Data records |

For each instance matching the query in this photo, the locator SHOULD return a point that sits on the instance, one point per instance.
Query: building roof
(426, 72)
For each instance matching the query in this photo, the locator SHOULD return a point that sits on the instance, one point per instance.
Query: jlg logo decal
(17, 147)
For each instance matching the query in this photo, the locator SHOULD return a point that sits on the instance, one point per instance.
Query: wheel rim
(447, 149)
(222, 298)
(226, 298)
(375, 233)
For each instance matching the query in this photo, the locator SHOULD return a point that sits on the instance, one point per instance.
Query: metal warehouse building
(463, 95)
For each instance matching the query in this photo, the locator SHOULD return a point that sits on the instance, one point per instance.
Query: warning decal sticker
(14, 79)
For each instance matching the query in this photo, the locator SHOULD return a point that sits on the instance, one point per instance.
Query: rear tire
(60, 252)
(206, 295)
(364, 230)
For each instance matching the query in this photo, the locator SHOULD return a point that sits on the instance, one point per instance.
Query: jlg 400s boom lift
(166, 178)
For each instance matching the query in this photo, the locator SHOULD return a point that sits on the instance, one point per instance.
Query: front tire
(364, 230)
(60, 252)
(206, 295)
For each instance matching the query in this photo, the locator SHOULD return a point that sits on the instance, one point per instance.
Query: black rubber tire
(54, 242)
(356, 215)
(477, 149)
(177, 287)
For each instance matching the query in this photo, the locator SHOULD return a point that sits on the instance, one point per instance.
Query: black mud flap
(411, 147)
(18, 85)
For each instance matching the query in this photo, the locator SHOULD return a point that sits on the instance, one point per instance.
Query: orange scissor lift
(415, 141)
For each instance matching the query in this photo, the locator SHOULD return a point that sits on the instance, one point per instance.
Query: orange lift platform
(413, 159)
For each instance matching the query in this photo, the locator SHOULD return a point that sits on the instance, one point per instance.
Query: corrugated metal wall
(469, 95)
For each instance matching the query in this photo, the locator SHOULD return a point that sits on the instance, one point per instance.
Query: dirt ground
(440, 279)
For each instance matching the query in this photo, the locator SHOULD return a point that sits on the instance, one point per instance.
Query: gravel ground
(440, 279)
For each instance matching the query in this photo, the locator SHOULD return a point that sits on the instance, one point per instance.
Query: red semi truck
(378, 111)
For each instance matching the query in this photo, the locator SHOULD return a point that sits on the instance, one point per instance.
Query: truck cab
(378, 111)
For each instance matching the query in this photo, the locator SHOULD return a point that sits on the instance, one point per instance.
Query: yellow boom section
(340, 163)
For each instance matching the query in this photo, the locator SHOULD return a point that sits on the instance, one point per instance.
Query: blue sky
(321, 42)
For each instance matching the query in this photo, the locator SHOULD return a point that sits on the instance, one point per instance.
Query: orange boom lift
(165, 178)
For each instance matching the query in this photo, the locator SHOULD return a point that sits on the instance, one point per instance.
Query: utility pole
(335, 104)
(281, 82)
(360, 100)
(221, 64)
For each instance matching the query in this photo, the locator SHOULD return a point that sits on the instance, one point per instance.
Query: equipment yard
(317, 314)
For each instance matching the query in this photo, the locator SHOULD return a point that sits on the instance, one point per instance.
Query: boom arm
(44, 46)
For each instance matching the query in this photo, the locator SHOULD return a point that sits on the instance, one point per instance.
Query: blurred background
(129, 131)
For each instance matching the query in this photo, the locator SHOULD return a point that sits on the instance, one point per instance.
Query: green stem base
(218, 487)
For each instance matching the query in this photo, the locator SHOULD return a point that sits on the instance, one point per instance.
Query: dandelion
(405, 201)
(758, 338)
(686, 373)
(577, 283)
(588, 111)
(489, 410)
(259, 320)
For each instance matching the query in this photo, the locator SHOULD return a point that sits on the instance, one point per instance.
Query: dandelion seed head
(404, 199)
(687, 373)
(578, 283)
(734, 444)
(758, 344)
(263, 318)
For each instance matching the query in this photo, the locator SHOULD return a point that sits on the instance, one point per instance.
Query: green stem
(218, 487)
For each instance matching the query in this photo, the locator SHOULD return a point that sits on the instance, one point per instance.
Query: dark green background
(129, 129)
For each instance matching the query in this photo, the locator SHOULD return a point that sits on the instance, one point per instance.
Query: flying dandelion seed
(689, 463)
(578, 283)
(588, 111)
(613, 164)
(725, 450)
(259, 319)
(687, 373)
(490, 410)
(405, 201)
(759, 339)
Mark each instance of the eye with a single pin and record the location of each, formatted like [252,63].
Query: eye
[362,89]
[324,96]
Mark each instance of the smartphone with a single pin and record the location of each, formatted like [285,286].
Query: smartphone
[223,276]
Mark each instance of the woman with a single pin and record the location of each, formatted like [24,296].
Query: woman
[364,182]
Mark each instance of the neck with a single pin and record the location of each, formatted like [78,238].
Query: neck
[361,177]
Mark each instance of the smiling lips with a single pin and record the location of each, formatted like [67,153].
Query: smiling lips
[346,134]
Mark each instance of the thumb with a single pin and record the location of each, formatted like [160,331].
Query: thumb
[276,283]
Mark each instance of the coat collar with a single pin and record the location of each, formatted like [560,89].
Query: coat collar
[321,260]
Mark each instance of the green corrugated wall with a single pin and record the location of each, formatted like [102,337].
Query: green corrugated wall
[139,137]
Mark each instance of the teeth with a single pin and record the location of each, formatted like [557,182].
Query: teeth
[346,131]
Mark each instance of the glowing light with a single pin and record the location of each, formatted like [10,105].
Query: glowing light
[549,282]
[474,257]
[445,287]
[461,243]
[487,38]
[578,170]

Activity |
An exact copy of all the entries is the required answer.

Answer area |
For each instance matching the query in this photo, the locator SHOULD return a point that sits on the instance, one point per instance.
Query: building roof
(426, 72)
For each instance matching the query in this photo, the locator SHOULD return a point that sits on the instance, one point per instance.
Query: jlg logo decal
(17, 147)
For each instance matching the query in this photo, the locator SHOULD return a point that sits on the instance, one point per instance.
Query: wheel rim
(447, 149)
(222, 298)
(226, 298)
(375, 233)
For each instance matching the query in this photo, the locator SHOULD return a point that sits on the instance, one point per instance.
Query: metal warehouse building
(463, 95)
For each instance matching the query in this photo, the locator SHOULD return a point that sits on the instance, one point per instance.
Query: warning decal sticker
(14, 79)
For each instance matching the query in this photo, the locator SHOULD return a point that sits on the instance, one point per instance.
Query: rear tire
(60, 252)
(206, 295)
(364, 230)
For each instance matching the query in this photo, the locator SHOULD return a point that sits on the instance, one point per instance.
Query: jlg 400s boom lift
(166, 178)
For each instance matching the query in this photo, the locator SHOULD return a point that sits on the instance, one point per instance.
Query: front tire
(364, 230)
(60, 252)
(206, 295)
For each instance matching the query in this photo, the locator SHOULD return a point that sits on the instance, one point per instance.
Query: black rubber tire
(54, 242)
(356, 215)
(477, 149)
(177, 287)
For each instance matching the query in this photo, the locator SHOULD return a point that sits on the instance, one point per instance.
Query: black mud flap
(411, 147)
(18, 85)
For each instance matching the query in this photo, the locator SHOULD return a point that sits on the instance, one point per instance.
Query: orange scissor lift
(415, 141)
For each instance matching the query in this photo, the locator SHOULD return a point that sits on the instance, one point per instance.
Query: orange lift platform
(413, 159)
For each instance matching the query in this photo, the locator SHOULD return a point that sits on the instance, one point per instance.
Query: corrugated metal wall
(469, 95)
For each instance matching the query in this photo, the locator SHOULD return a point that sits on the instance, one point per instance.
Query: dirt ground
(440, 279)
For each instance matching the query in this photo, the locator SHOULD return a point that sits on the instance, one point per instance.
Query: gravel ground
(440, 279)
For each instance matching the query in this photo, the locator SHOULD return a point that sits on the instance, one point per instance.
Query: red semi truck
(378, 111)
For each instance matching the query in this photo, the locator SHOULD return a point that sits on the instance, one point per instance.
Query: truck cab
(378, 111)
For each instance matching the query in this photo, the locator SHOULD return a point that sits on the instance, one point per instance.
Query: yellow boom section
(340, 163)
For each instance matching the query in this photo, the locator SHOULD return a point that sits on the instance, one point per instance.
Query: blue sky
(321, 42)
For each instance matching the query in this photo, the locator SHOULD return a point that sits on the instance, one point per instance.
Query: orange boom lift
(165, 178)
For each instance matching the query in this photo, the locator SHOULD return a point that sits on the instance, one point per instance.
Query: utility pole
(335, 104)
(281, 82)
(360, 100)
(221, 64)
For each instance matching the query in this photo, the locator SHOULD return a point that sits on the instance, one point per instance.
Query: equipment yard
(317, 314)
For each instance matching the query in this photo, the locator SHOULD return a point that sits on the instance, one point per instance.
Query: boom arm
(44, 46)
For each instance matching the query in this photo, the locator SHOULD return a point that sits on the instance, one point per instance.
Query: blurred background
(129, 131)
For each instance matching the query in this photo, the locator SHOULD return a point that sits on the instance, one point per instance.
Query: green stem base
(218, 487)
For each instance matching the query in this photo, the locator SHOULD return a point that sits on the instance, one point per instance.
Query: dandelion
(405, 201)
(758, 338)
(686, 373)
(577, 283)
(588, 111)
(489, 410)
(259, 320)
For each instance matching the query in this photo, the locator SHOULD return a point that sits on the instance, one point per instance.
Query: dandelion seed head
(404, 199)
(687, 373)
(578, 283)
(734, 444)
(758, 344)
(263, 318)
For each instance matching the query in this photo, the locator SHOULD return a point that sits on the instance, one point per instance.
Query: green stem
(218, 487)
For each instance matching the query in this photo, the locator SHOULD return a point that sits on the instance, one point per instance.
Query: dark green background
(129, 129)
For each instance matching the query in this photo, the locator SHOULD return a point that sits on the instance, one point per instance.
Query: flying dandelion seed
(689, 463)
(578, 283)
(588, 111)
(613, 164)
(725, 450)
(259, 319)
(687, 373)
(490, 410)
(405, 201)
(759, 339)
Mark each instance of the eye with a single pin and record the location of each, formatted like [252,63].
Query: eye
[362,89]
[324,96]
Mark each instance of the smartphone with a single pin and record the location of each, formatted like [285,286].
Query: smartphone
[223,276]
Mark each instance of the woman with a single pin and record the location of each, formatted like [24,296].
Query: woman
[364,182]
Mark each instance of the neck with a single pin and record the location of each, formatted like [78,238].
Query: neck
[361,177]
Mark each instance of the smiling lips with a single pin and record the location of each, formatted like [67,153].
Query: smiling lips
[346,134]
Mark each instance of the thumb with a single pin and record the location of each, formatted like [160,331].
Query: thumb
[276,283]
Mark each instance of the coat collar with a single pin and record the location of each, formatted like [560,89].
Query: coat collar
[321,260]
Mark each instance of the green corrugated wall with a single pin and record the location of each, formatted like [102,337].
Query: green corrugated wall
[139,137]
Mark each instance of the teeth with a single pin and record the location of each, formatted like [557,182].
Query: teeth
[346,131]
Mark each instance of the glowing light with a single pin and record the location of each, formatted like [10,105].
Query: glowing light
[549,282]
[474,257]
[445,287]
[461,243]
[487,38]
[578,170]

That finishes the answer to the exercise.